> **EXERCISE REQUIREMENTS**
All that is needed is each line of the entries holding the word "windows", copied as it stands.

> **SOURCE DATA**
----
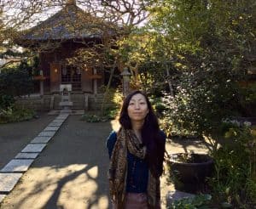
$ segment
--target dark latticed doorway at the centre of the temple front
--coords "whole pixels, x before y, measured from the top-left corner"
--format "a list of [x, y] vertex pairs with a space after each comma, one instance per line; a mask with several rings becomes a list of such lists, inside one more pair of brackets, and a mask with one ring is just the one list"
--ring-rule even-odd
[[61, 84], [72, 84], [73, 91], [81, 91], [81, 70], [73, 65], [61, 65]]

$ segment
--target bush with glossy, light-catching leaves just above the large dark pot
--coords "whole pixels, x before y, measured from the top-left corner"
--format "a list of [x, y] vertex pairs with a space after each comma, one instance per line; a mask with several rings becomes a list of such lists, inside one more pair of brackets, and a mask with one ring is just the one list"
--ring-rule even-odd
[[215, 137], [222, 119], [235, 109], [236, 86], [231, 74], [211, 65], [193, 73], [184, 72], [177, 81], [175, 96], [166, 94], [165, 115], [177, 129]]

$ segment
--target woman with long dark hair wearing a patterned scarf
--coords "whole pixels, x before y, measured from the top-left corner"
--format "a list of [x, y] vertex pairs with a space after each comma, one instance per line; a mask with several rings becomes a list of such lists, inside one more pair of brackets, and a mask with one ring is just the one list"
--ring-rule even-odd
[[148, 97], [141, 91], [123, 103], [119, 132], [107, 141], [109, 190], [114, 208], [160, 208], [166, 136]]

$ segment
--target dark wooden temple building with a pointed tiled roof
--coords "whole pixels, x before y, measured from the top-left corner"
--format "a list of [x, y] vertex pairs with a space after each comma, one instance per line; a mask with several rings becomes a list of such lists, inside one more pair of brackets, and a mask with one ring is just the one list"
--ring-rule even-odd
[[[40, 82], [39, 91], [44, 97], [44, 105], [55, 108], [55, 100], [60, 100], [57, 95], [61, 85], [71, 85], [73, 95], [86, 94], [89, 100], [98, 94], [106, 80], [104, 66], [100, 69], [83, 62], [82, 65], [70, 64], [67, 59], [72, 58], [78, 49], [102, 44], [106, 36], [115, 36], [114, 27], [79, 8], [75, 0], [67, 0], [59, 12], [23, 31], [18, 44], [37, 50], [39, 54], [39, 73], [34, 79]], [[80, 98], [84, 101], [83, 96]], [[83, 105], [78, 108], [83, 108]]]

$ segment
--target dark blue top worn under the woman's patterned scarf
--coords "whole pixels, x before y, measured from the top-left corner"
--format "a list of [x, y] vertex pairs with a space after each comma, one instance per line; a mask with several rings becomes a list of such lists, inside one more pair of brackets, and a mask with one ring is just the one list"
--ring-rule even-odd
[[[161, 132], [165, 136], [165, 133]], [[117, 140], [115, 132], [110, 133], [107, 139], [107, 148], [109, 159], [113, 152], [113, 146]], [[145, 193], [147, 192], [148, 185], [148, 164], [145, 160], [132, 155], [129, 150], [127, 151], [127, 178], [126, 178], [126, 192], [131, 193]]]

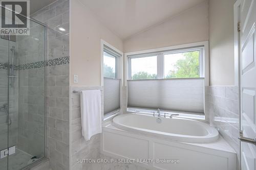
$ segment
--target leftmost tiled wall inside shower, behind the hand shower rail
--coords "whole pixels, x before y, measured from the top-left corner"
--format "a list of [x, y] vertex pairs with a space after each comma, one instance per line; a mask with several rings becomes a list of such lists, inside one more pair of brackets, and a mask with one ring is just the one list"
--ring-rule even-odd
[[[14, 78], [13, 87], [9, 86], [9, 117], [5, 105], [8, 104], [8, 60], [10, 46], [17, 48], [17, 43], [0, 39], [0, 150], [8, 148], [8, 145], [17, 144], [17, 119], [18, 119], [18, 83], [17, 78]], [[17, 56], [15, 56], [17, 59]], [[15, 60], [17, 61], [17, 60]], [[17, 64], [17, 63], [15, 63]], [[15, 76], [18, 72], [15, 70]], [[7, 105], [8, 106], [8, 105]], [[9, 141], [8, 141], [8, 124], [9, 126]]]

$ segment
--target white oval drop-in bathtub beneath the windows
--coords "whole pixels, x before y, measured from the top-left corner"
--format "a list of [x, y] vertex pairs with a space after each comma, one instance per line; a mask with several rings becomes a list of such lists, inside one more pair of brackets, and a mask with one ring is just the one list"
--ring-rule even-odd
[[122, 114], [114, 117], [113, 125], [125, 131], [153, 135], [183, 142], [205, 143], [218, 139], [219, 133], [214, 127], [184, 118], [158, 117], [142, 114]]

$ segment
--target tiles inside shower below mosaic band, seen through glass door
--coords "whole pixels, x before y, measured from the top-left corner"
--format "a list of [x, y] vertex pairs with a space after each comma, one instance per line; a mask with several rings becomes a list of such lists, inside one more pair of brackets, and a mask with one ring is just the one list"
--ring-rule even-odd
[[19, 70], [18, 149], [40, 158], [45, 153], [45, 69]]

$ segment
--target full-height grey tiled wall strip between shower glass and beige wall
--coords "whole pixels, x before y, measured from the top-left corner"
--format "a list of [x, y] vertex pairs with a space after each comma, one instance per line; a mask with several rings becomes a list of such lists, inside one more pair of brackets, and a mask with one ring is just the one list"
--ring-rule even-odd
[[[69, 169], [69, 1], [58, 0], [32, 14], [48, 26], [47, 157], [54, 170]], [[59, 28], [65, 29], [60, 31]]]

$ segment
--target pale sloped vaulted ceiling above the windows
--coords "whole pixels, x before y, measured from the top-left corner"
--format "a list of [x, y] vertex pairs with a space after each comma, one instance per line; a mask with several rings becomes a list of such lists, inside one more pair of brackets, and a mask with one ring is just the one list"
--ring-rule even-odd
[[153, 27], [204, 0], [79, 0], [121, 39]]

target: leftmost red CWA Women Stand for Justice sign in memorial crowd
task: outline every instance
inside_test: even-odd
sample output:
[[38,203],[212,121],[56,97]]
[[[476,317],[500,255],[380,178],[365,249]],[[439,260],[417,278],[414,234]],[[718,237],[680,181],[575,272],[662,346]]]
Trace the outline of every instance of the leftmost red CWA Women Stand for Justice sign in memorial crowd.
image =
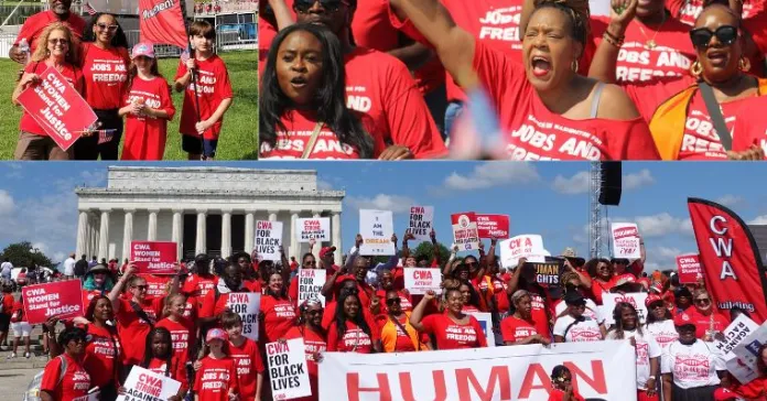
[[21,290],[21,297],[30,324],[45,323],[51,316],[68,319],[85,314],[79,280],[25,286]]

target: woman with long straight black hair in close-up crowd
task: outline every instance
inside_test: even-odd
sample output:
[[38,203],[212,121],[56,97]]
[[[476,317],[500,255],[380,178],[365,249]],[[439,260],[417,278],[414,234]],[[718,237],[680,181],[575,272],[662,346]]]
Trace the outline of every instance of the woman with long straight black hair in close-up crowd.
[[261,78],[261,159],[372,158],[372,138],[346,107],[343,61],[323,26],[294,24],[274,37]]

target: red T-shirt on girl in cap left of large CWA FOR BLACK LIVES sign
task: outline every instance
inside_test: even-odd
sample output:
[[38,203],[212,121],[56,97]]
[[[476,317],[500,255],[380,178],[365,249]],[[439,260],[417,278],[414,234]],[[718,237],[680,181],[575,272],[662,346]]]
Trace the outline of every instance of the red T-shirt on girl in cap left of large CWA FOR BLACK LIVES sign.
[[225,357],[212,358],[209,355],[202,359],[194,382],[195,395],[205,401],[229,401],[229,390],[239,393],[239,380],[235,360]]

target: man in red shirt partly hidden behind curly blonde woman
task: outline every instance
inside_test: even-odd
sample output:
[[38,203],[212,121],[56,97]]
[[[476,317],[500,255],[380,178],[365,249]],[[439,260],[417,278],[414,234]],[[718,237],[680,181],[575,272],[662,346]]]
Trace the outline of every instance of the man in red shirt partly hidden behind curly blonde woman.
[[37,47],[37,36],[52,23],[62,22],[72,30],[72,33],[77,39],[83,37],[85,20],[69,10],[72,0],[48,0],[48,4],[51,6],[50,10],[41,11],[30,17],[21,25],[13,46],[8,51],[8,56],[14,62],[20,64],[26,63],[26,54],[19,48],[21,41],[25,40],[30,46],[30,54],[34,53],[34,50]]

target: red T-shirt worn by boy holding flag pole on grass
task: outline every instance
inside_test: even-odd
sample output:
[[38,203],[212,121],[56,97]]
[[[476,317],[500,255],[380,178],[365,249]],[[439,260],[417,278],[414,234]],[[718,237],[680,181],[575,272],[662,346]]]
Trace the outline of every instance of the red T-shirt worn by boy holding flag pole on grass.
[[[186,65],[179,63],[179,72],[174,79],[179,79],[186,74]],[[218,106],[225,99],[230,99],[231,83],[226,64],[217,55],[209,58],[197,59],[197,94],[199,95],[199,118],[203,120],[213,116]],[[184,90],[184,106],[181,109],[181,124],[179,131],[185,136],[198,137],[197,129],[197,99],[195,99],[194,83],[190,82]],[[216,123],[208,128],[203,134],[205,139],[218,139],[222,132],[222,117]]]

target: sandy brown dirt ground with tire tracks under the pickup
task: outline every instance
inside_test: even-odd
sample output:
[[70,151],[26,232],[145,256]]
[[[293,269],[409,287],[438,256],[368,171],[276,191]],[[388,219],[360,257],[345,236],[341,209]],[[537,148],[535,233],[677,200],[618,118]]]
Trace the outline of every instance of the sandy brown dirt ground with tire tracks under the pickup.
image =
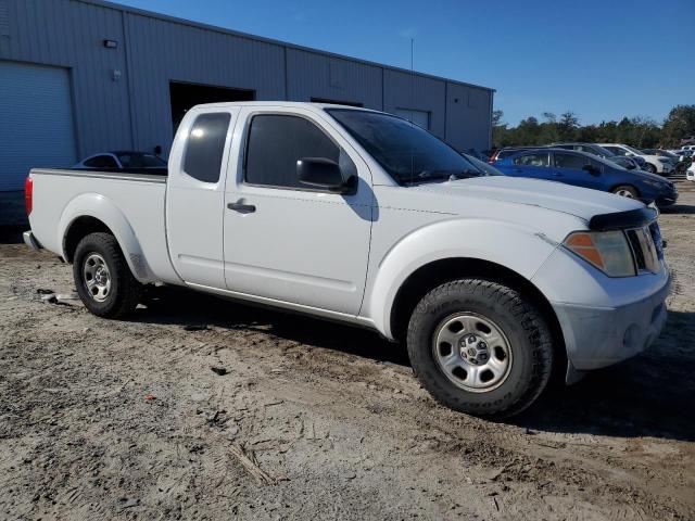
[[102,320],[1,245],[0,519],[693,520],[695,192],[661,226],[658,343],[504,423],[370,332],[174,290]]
----
> **FINISHED EXERCISE**
--target white oval drop-in bathtub beneath the windows
--target pale sloped vaulted ceiling above the windows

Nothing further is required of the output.